> Provided entries:
•••••

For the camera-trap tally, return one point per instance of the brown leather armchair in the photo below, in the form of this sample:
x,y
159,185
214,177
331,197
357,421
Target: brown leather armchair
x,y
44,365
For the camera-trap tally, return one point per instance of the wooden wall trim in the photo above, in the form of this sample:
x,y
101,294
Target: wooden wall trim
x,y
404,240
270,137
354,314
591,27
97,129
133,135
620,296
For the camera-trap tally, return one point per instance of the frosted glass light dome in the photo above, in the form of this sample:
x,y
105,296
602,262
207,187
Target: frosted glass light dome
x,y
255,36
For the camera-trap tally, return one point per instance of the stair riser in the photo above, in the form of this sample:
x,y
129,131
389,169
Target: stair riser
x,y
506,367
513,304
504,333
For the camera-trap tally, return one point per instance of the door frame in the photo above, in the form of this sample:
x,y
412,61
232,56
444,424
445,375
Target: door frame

•••••

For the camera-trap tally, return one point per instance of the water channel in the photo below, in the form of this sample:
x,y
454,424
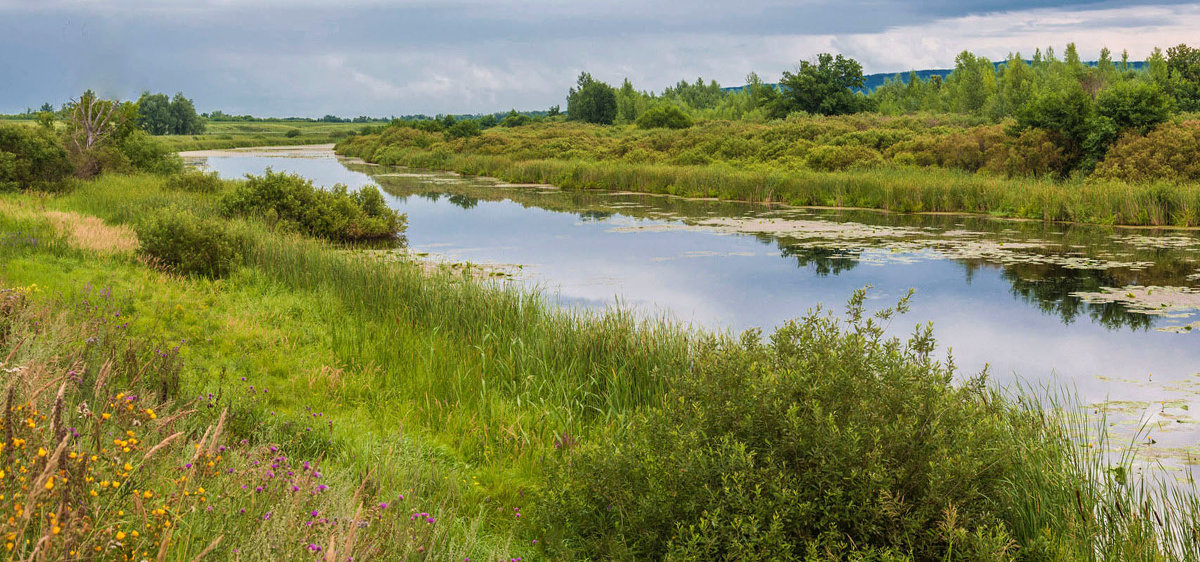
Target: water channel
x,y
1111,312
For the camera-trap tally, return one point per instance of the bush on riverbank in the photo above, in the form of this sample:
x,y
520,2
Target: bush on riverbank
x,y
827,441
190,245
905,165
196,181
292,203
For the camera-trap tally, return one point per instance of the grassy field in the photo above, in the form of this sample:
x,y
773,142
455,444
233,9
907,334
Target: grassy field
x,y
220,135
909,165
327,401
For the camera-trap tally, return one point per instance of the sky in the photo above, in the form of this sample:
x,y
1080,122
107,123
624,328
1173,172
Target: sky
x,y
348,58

•••••

> Written task:
Count the lines in the items above that contain the string "grassy". Treat the match as case-sensitive, and state only the number.

> Result for this task:
2